→ What you will do:
[a] Rewrite the blog excerpt from "Tuesday, June 4, 2024" to "could see us.", putting "Lenox" in place of "Great Barrington".
[b] In the blog excerpt, what instrument did Miles play at the Saturday event?
[c] Continue the blog excerpt from the point where it stops.

→ Excerpted text:
And most recently Tom Bower, an actor I knew and greatly admired, and could fairly be called an "actor's actor" if he hasn't been already. You may not know his name but  you've most likely seen him in a movie or on TV. In my encounters with him, he was always so easy to get along with, both humble and grounded, never arrogant or self-centered as I could often be back in the day. I liked him and hoped he liked me.

May all of the above Rest In Prose, Poetry, Performance, and Peace.

Tuesday, June 4, 2024

"COLLECTIBLE"

The event on  Saturday went wonderfully. The set up was perfect. Familiar Trees, the venue, is a small one-story building in Great Barrington  with two rooms, one the bookstore and the other an art gallery. The gallery, where the musicians and me were set up, has a garage door which was open so the audience mostly sitting outside could see us.

There was a great sound system including a great mic for me with a monitor in front of me so I could hear myself clearly and see by the audience's reactions that they were understanding what I was saying. In the over six decades I've been reading my poetry to audiences my usual m.o. is to bring a ton of poems and decide what I'll read as I'm reading, depending on the audience reactions.

Butt I can't handle books or stacks of paper very well anymore plus my uncontrollable drooling makes a mess of a book's pages or smudges the ink on paper copies. So my son Miles helped me pick the poems and printed them out in big type and put the pages in transparent plastic sleeves, which it turned out were easier for me to turn in the looseleaf binder he put them in.

He (on electric bass) and Brian Kantor (drums) were set up behind me and Wes Buckley (on guitar) off to my left, so I had nothing to distract me between me and the listeners, which included my other two kids, Caitlin and Flynn, in the first row cheering me on. After I opened with a relatively recent poem ("I Meant To") the musicians joined in, fabulously improvising until the last line of the last poem.

 We got a standing o and everyone, old friends new friends and future friends, seemed to have enjoyed it. Turns out it was recorded and there's even some iPhone video, which I will post when it becomes available. Though I think you had to be there to get the full impact. There were several extravagant compliments thrown around, but the best one may have been: "Now that was a collectible".

Wednesday, May 29, 2024

FYI

Overwhelmed with gratitude for all your birthday wishes. Meanwhile, if you're in the Berkshires this Saturday (I'm guessing my last in person poetry reading cause it's just becoming tooo difficult):



Tuesday, May 21, 2024

DREAM HEADLINE

 Newspaper headline in a dream last night:

7 INCHES OF SNOW EXPECTED IN BURBANK

Wednesday, May 15, 2024

MORE MEMORIES

 
There're no photos of my mother (the class of the clan who I adored) and me without one or more of my siblings around. Here's a good example c. 1954. Me in Hawaiin shirt with my three brothers to my right, Franciscan friar Father Campion (Tommy) behind our mother, music teacher Buddy (James), his wife Catherine with their baby Cathy down in front, and cop Robert, leaning over his wife Sis (Marie).

→ Provided records:

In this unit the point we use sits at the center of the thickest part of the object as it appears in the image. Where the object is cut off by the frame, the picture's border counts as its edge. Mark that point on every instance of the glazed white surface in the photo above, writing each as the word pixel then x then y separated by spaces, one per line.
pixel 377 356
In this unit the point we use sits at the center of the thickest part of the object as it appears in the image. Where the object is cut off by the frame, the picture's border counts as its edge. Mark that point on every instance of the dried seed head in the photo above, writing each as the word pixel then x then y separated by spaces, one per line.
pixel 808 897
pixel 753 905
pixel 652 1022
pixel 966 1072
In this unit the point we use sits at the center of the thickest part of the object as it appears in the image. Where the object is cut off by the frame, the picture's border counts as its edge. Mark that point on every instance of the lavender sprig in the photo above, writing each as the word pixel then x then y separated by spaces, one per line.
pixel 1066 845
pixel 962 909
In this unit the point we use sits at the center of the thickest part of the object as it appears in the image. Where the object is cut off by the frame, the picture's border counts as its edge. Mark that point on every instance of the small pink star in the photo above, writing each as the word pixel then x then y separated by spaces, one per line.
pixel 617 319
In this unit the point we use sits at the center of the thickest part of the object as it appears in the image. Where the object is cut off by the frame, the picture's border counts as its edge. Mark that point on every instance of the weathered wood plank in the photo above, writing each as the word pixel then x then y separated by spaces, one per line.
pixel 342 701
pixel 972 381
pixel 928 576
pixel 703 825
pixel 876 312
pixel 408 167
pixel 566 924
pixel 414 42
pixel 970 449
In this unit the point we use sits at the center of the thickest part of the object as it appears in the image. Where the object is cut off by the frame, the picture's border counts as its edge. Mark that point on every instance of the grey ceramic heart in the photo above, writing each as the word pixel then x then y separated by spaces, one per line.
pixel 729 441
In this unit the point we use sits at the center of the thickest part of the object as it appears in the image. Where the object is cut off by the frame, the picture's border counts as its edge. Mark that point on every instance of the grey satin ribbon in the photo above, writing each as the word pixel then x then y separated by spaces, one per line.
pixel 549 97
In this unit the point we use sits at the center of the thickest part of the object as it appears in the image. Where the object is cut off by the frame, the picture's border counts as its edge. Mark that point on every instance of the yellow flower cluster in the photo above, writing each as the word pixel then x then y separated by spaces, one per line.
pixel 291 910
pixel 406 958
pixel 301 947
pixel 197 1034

→ Responses to the tasks:
[a]
Tuesday, June 4, 2024

"COLLECTIBLE"

The event on  Saturday went wonderfully. The set up was perfect. Familiar Trees, the venue, is a small one-story building in Lenox  with two rooms, one the bookstore and the other an art gallery. The gallery, where the musicians and me were set up, has a garage door which was open so the audience mostly sitting outside could see us.

[b] Electric bass.

[c]
In front of me is my Grandma Dempsey, my mother's mother who lived with us, and my sisters Irene and Joan (with pixie haircut), our dad sitting on the arm of our couch. I grew up in a crowd. 

Friday, May 10, 2024

JUNE 1ST EVENT

 i don’t do poetry readings in person any more

or even go to them or other public events,

there’s too many challenges, physical (weak voice

and tightening jaw, muddling pronunciation,

urgent unexpected needs, etc.) and mental

(anxiety, confusion etc.) from parkinson’s

and that 2009 brain operation for the tapeworm

that got into my brain and died and they had to

go in and cut out (which I never explicitly named

to not put that image in my youngest’s child’s

and grandchildren’s heads, or other loved ones,

but now, with the kennedy revelation it’s in

everyone’s heads, so i can name it)

but

i was asked to take part in an event with my oldest son Miles

so

I’ll be doing my best to read some poetry of mine

(and  to make it more of a challenge)

with improvised music by Sound For

(featuring Wes Buckley, Brian Kantor, and Miles Lally)

Saturday June 1st at 5pm

at

Familiar Trees 

80 Railroad St.

Great Barrington, MA

01230

if you’re in or around the berkshires then

i’d love to see you there

Wednesday, May 8, 2024

MEMORIES

 
The way members of my clan watched our new thirteen inch black-and-white TV when I was a kid. That's me in front, my sister Joan behind me, my next door cousin Marylynn in white with our down-the-street cousin Micki behind her, and our next town (Orange) cousin Rosemary behind Micki, and on the couch my mom and Aunt Rose, a widowed single parent to Rosemary (Rose had a day job so Rosemary spent most of her time with us), and my brother Robert. There's also my mother's mother who lived with us and more siblings and cousins out of frame.

Thursday, May 2, 2024

PAUL AUSTER R.I.P.

 


We met in 1970s NYC, and discovered we grew up in the same town in Jersey but on different sides of it, and at slightly different times (he's five years younger). Despite my sometimes arrogant persona, he seemed always friendly and tolerant and a little amused by my relentless attempts to share the truth I thought only I could decipher.

I liked him, his writing, and like everyone else, his sexy smokey eyes. My favorite book is his INVENTION OF SOLITUDE, maybe because he writes about the town that made us homeboys of sorts, but with two distinctly different perspectives. Grateful to have known him. Condolences to his family, friends, and many fans.

Friday, April 26, 2024

BREATH CONTROL 12/80

So grateful that John Newt sent me this recording of me in my prime (1980, at 38) reading some of my poems and a story, demonstrating the breath control I learned from studying Frank Sinatra's and John Coltrane's techniques. 


<iframe src="https://archive.org/embed/mma222-01" width="500" height="60" frameborder="0" webkitallowfullscreen="true" mozallowfullscreen="true" allowfullscreen></iframe>

[archiveorg mma222-01 width=640 height=60 frameborder=0 webkitallowfullscreen=true mozallowfullscreen=true]


Sunday, April 21, 2024

HERITAGE UPDATE

My maternal grandfather, Tom Dempsey, died when I was a little boy, but I remember him. I knew he was known as "the silver thrush" for his singing and that he had owned a tavern in Newark where he and my grandma Dempsey lived until she was widowed and moved in with us.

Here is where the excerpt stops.